What the exercise asks: Copy the records below exactly, omitting any pictures they contain.

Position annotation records
= = = = =
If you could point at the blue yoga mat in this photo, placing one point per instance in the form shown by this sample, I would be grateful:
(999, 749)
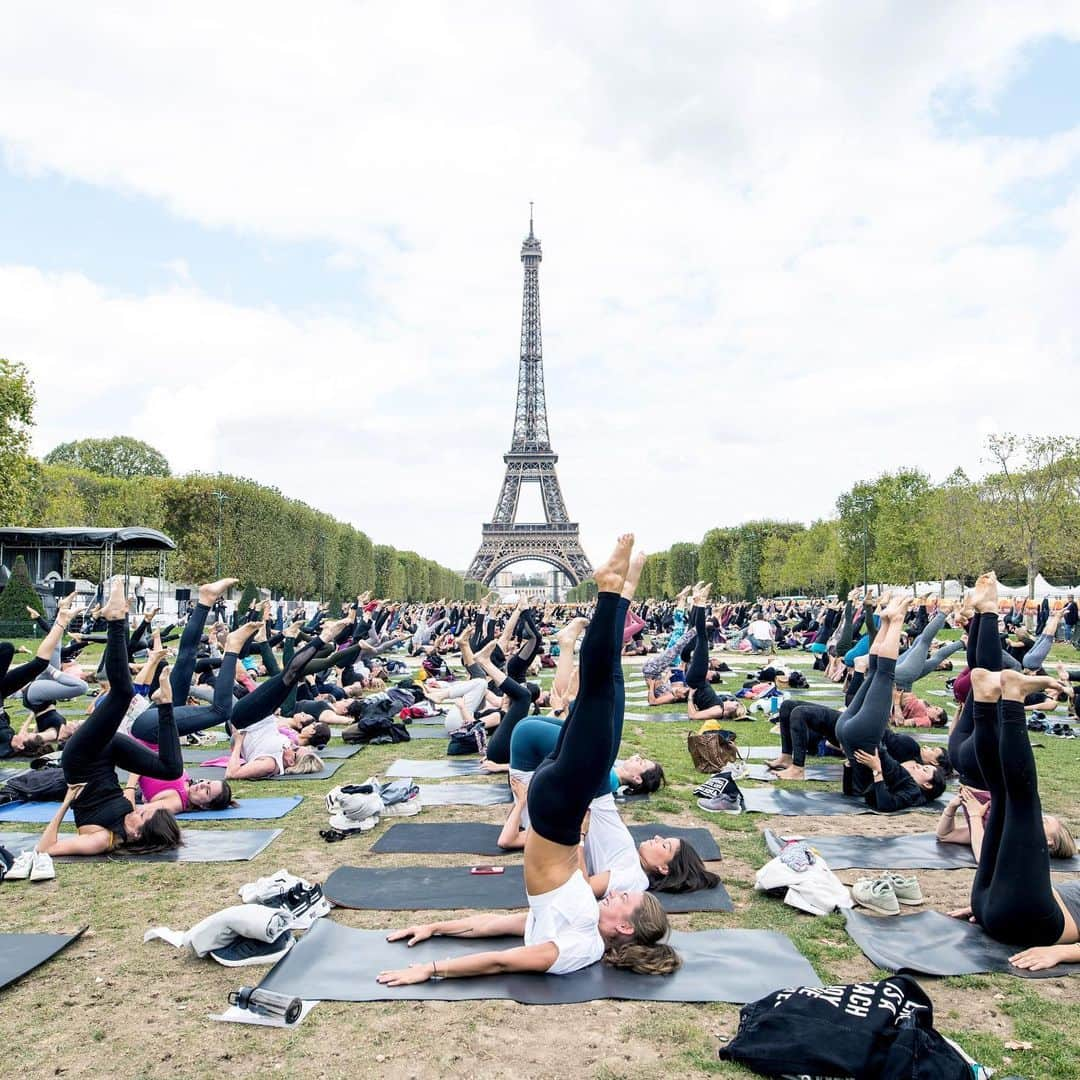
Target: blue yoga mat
(248, 810)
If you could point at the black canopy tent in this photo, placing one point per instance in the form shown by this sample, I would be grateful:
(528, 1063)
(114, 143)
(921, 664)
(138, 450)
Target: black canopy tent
(51, 550)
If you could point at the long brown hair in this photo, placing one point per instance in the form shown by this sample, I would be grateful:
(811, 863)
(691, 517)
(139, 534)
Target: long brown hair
(646, 952)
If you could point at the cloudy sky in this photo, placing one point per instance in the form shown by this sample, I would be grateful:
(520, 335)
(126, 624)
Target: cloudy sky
(786, 245)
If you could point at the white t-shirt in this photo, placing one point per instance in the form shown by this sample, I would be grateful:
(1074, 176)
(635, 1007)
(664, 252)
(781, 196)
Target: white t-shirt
(609, 847)
(568, 916)
(262, 739)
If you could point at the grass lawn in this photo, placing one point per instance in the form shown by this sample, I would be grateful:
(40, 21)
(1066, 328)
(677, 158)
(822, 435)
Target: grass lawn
(111, 1004)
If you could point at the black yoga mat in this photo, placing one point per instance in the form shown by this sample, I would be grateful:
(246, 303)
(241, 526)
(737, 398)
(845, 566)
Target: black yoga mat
(196, 754)
(930, 943)
(216, 772)
(19, 954)
(780, 800)
(912, 851)
(200, 846)
(475, 838)
(333, 962)
(437, 768)
(825, 773)
(434, 888)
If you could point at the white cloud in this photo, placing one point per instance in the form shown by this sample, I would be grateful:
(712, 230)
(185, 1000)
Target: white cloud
(765, 277)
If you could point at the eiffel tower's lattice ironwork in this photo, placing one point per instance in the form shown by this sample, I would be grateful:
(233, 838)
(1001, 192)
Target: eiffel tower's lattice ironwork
(530, 460)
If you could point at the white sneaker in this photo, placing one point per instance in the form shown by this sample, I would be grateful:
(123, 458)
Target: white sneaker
(42, 868)
(19, 869)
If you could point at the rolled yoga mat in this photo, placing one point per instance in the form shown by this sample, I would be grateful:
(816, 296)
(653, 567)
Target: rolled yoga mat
(792, 804)
(200, 846)
(437, 768)
(333, 962)
(475, 838)
(19, 954)
(930, 943)
(246, 810)
(912, 851)
(447, 888)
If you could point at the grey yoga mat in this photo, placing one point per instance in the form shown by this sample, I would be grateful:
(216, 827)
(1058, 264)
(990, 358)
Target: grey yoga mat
(910, 851)
(194, 755)
(200, 846)
(825, 773)
(437, 768)
(19, 954)
(434, 888)
(333, 962)
(780, 800)
(930, 943)
(475, 838)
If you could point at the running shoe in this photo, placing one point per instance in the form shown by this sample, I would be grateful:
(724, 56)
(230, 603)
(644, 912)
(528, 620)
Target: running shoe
(876, 894)
(42, 868)
(19, 869)
(906, 888)
(247, 952)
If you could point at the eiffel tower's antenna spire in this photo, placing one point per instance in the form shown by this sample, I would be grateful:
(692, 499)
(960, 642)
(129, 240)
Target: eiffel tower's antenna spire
(530, 460)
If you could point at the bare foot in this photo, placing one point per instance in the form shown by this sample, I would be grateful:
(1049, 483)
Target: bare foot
(792, 772)
(116, 606)
(210, 594)
(241, 635)
(571, 632)
(984, 596)
(1015, 686)
(610, 576)
(633, 576)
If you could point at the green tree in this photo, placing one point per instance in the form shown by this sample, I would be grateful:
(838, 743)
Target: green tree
(1033, 490)
(16, 468)
(120, 456)
(17, 594)
(682, 566)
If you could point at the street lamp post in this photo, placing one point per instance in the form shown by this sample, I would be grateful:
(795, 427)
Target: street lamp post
(220, 496)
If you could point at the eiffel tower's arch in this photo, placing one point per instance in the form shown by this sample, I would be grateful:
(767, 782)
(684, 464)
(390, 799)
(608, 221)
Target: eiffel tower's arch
(530, 460)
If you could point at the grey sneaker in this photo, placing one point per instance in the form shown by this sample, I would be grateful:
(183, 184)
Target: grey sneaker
(723, 804)
(906, 889)
(876, 894)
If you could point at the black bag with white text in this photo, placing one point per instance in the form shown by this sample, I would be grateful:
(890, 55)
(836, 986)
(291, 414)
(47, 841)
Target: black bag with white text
(866, 1030)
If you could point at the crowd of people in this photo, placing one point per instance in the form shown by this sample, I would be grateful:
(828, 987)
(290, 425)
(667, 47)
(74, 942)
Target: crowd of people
(282, 686)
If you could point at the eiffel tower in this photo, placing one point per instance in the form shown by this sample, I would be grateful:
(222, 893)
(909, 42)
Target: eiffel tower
(530, 460)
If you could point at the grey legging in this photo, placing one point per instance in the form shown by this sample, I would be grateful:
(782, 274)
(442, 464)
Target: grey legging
(917, 661)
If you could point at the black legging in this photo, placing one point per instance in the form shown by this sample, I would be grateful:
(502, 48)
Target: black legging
(984, 650)
(798, 719)
(862, 725)
(517, 665)
(1012, 896)
(94, 752)
(565, 783)
(521, 701)
(13, 679)
(269, 694)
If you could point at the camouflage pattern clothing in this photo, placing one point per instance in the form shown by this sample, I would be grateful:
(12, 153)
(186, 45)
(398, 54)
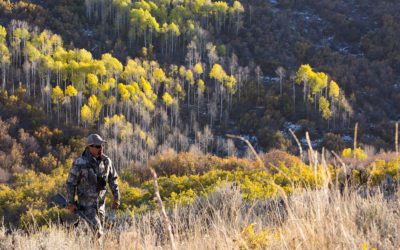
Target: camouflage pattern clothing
(88, 178)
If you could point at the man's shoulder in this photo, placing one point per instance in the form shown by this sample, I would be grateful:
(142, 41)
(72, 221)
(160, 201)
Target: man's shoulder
(106, 159)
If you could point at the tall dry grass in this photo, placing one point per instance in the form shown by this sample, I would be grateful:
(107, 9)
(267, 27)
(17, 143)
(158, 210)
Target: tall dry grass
(310, 219)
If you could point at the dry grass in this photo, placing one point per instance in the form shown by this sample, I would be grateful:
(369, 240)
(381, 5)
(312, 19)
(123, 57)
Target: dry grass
(312, 219)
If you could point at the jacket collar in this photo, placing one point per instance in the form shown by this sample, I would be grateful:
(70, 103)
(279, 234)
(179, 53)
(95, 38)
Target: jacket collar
(86, 154)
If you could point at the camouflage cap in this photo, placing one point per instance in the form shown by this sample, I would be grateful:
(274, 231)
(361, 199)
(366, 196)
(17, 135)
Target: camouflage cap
(95, 139)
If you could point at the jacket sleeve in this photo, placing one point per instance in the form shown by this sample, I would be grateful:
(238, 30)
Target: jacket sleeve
(113, 181)
(72, 182)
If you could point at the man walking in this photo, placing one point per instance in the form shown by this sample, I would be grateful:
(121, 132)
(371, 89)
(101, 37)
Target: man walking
(88, 177)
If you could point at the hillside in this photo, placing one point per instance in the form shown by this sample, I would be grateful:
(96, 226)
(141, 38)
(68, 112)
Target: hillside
(183, 87)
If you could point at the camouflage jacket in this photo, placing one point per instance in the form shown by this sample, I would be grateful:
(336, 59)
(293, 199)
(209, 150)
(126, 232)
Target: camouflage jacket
(88, 178)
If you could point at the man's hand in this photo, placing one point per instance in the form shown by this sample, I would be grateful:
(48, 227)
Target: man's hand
(115, 204)
(72, 207)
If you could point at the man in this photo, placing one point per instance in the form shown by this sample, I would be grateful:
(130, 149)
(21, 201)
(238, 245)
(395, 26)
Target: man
(88, 178)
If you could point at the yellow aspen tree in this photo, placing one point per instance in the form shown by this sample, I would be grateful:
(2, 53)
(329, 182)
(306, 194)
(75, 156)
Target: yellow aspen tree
(94, 106)
(92, 83)
(86, 115)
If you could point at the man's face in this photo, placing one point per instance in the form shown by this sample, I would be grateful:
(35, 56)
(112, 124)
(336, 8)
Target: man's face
(96, 150)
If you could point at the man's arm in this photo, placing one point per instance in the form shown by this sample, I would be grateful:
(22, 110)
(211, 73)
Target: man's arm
(72, 182)
(113, 182)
= = = = =
Written response:
If you could point at the blue yoga mat in this photo, placing one point per instance in the form shown by this sample, I would be grateful:
(999, 749)
Target: blue yoga mat
(248, 810)
If you could point at the black canopy tent in this photo, placing one point per instance in the form shown by this sample, I would be grateful:
(528, 1063)
(114, 143)
(921, 664)
(138, 450)
Target: black canopy tent
(51, 550)
If you could point at the long brown hair in this photo, placing one point per instance in the form shown by this sample, I would be grateful:
(811, 863)
(691, 517)
(139, 534)
Target: long brown hair
(646, 952)
If you could point at the cloudy sky in this photo, placing one point per instance in the form shown by this sample, I would be grateful:
(520, 335)
(126, 624)
Target: cloudy sky
(786, 245)
If you could point at the white t-shirt in this photo, placing one point per instance in the form shown by this sample, I would be grateful:
(1074, 176)
(635, 1007)
(664, 252)
(781, 196)
Target: white t-shirt
(609, 847)
(568, 916)
(262, 739)
If you could point at the grass lawn in this photo, placing one point per instance in the form shown by this sample, I would be grateful:
(40, 21)
(1066, 328)
(677, 158)
(822, 435)
Target: grass lawn
(111, 1004)
If you could point at the black yoga mat in this photo, placing one point per instance in the form shown by this sample, I would be grateful:
(246, 303)
(241, 526)
(737, 398)
(845, 566)
Target: black yoga mat
(196, 754)
(930, 943)
(216, 772)
(19, 954)
(780, 800)
(912, 851)
(200, 846)
(475, 838)
(333, 962)
(437, 768)
(825, 773)
(434, 888)
If you could point at the white cloud in this photo, placing one point per instance in the form shown by this sample, I would be grateful:
(712, 230)
(185, 1000)
Target: white cloud
(765, 277)
If you could point at the eiffel tower's lattice ironwork in this photo, placing one point per instance in the form shown by this sample, I would be grateful:
(233, 838)
(1001, 192)
Target: eiffel tower's lattice ironwork
(530, 460)
If you could point at the white sneaker in this photo, placing one point per instance in the form shown by this sample, I would be grateful:
(123, 458)
Target: white sneaker
(42, 868)
(19, 869)
If you could point at the rolled yoga mat in this photo, placing one point per instance in the form shown by this sample, I would be grateful:
(816, 296)
(653, 567)
Target: rolled yoga mat
(792, 804)
(200, 846)
(437, 768)
(333, 962)
(475, 838)
(19, 954)
(930, 943)
(246, 810)
(912, 851)
(447, 888)
If you could point at the grey yoga mat in this photo, placing one point per instance in the form shown by this sample, I would be grateful:
(216, 827)
(1058, 264)
(990, 358)
Target: grey yoga mat
(910, 851)
(194, 755)
(200, 846)
(825, 773)
(437, 768)
(19, 954)
(434, 888)
(333, 962)
(780, 800)
(930, 943)
(475, 838)
If you could point at the running shoe in this photo, placing one point per instance in the form shown by this sample, I would be grateful:
(724, 56)
(230, 603)
(644, 912)
(528, 620)
Target: running shoe
(876, 894)
(42, 868)
(19, 869)
(906, 888)
(247, 952)
If you could point at the eiffel tower's antenna spire in this photo, placing one point per instance in the form shown by this sample, I would be grateful:
(692, 499)
(960, 642)
(129, 240)
Target: eiffel tower's antenna spire
(530, 460)
If you could point at the bare foot in this photo, placing one point per instance in the form shown by this sample, I would be grateful:
(1049, 483)
Target: bare foot
(792, 772)
(116, 606)
(210, 594)
(241, 635)
(571, 632)
(984, 596)
(1015, 686)
(610, 576)
(633, 576)
If you could point at the green tree in this photo, placing one point per instance in the form shown by this sample, I would be grateful:
(838, 743)
Target: green tree
(1033, 490)
(16, 468)
(120, 456)
(17, 594)
(682, 566)
If you could point at the street lamp post in this photo, placing one point per instance in the form shown by this sample, I would be grateful:
(795, 427)
Target: street lamp post
(220, 496)
If you could point at the eiffel tower's arch in this photo, placing one point per instance in the form shown by this sample, I would be grateful:
(767, 782)
(684, 464)
(390, 799)
(608, 221)
Target: eiffel tower's arch
(530, 460)
If you could point at the grey sneaker in this photo, placing one point per instance in the form shown by this sample, I would be grateful:
(183, 184)
Target: grey sneaker
(723, 804)
(906, 889)
(876, 894)
If you could point at the black bag with white text in this photo, placing one point per instance in the form shown by this sample, I would be grateful:
(890, 55)
(836, 986)
(291, 414)
(47, 841)
Target: black bag with white text
(866, 1030)
If you could point at the crowd of people in this photo, placing one point per instance in the form shown by this sample, I would be grateful:
(828, 987)
(290, 425)
(667, 47)
(74, 942)
Target: crowd of people
(282, 686)
If you could point at the eiffel tower in this photo, placing one point per instance in the form shown by this sample, I would be grateful:
(222, 893)
(909, 42)
Target: eiffel tower
(530, 460)
If you could point at the grey legging in this photo, placing one point per instance in the form shown by this sample, I would be grateful:
(782, 274)
(442, 464)
Target: grey legging
(917, 661)
If you could point at the black legging in this photo, placing one point per instance in the form shown by this sample, I would be grateful:
(502, 48)
Target: black legging
(984, 650)
(798, 719)
(862, 725)
(517, 665)
(1012, 896)
(94, 752)
(565, 783)
(521, 701)
(13, 679)
(269, 694)
If you could point at the camouflage pattern clothing in this photo, placing one point per instance in the form shown by this sample, I would be grateful:
(12, 153)
(186, 45)
(398, 54)
Target: camouflage pattern clothing
(88, 178)
If you could point at the man's shoulder in this photo, placing one point per instance in the form shown by this sample, I would be grateful:
(142, 41)
(72, 221)
(160, 201)
Target: man's shoulder
(106, 159)
If you could point at the tall dry grass in this photo, placing one point per instance in the form shown by this sample, I would be grateful:
(107, 9)
(267, 27)
(17, 143)
(158, 210)
Target: tall dry grass
(310, 219)
If you could point at the dry grass in this photo, placing one point per instance in the form shown by this sample, I would be grateful:
(369, 240)
(381, 5)
(312, 19)
(123, 57)
Target: dry grass
(312, 219)
If you could point at the jacket collar in this photo, placing one point per instance in the form shown by this sample, I would be grateful:
(70, 103)
(279, 234)
(179, 53)
(95, 38)
Target: jacket collar
(86, 154)
If you could point at the camouflage cap in this photo, placing one point per instance in the form shown by this sample, I would be grateful:
(274, 231)
(361, 199)
(366, 196)
(17, 135)
Target: camouflage cap
(95, 139)
If you could point at the jacket sleeve in this photo, placing one point per instance in the form shown by this sample, I would be grateful:
(238, 30)
Target: jacket sleeve
(113, 181)
(72, 182)
If you could point at the man walking in this photo, placing one point per instance in the form shown by this sample, I would be grateful:
(121, 132)
(371, 89)
(101, 37)
Target: man walking
(88, 177)
If you could point at the hillside in this photo, placing one point per instance in the form shown by this sample, I would be grateful:
(96, 226)
(141, 38)
(68, 112)
Target: hillside
(183, 87)
If you could point at the camouflage jacket in this photo, placing one point per instance in the form shown by this sample, I would be grateful:
(336, 59)
(293, 199)
(209, 150)
(126, 232)
Target: camouflage jacket
(88, 178)
If you could point at the man's hand in this photo, placing one point per instance in the form shown by this sample, I would be grateful:
(48, 227)
Target: man's hand
(115, 204)
(72, 207)
If you could point at the man in this photo, placing one point per instance in the form shown by this sample, I would be grateful:
(130, 149)
(21, 201)
(238, 245)
(395, 26)
Target: man
(88, 178)
If you could point at the yellow aspen tree in this photo, placing one point per instance in the form shown by this sample, I would be grateful:
(2, 53)
(329, 182)
(306, 194)
(75, 156)
Target: yellow aspen tree
(94, 106)
(92, 83)
(86, 115)
If you could point at the man's face in this photo, placing one point per instance in the form shown by this sample, I would be grateful:
(35, 56)
(112, 124)
(336, 8)
Target: man's face
(96, 150)
If you could point at the man's arm in this photo, placing one point per instance in the form shown by this sample, I would be grateful:
(22, 110)
(211, 73)
Target: man's arm
(72, 182)
(113, 182)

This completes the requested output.